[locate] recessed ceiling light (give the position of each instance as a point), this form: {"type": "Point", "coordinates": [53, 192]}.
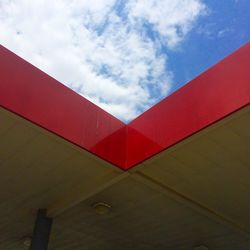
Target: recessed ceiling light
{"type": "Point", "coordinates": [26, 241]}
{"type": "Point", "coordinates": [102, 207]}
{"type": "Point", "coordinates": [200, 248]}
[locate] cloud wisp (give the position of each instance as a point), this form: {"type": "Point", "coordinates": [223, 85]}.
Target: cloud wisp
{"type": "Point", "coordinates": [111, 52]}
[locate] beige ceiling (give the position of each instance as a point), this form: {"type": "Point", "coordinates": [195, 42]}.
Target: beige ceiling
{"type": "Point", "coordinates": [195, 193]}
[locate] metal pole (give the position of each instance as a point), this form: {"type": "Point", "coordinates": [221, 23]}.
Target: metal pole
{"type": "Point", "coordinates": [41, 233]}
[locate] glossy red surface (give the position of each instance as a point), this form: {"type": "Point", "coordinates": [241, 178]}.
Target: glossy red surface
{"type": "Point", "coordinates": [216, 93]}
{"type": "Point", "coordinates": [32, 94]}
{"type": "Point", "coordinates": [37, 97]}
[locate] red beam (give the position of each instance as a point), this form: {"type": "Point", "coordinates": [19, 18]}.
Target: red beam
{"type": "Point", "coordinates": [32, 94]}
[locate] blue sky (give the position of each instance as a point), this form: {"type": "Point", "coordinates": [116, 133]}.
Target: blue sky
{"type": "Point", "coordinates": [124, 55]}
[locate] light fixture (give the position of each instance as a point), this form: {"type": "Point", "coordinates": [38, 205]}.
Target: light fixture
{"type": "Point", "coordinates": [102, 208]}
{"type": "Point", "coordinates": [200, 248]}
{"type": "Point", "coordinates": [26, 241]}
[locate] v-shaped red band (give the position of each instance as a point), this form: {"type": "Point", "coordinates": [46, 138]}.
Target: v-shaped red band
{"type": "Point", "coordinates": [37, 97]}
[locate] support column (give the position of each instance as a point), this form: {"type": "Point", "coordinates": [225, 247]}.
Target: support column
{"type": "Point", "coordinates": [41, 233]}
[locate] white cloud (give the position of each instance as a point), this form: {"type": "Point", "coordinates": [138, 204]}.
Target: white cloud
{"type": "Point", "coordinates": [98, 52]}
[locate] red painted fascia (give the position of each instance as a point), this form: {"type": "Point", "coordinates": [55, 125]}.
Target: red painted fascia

* * * * *

_What needs to be done_
Check the entries above line by line and return each one containing the word "painted".

_Expected answer_
[locate] red painted fascia (give the position of each instance as a point), this form: {"type": "Point", "coordinates": [55, 125]}.
Target: red painted fascia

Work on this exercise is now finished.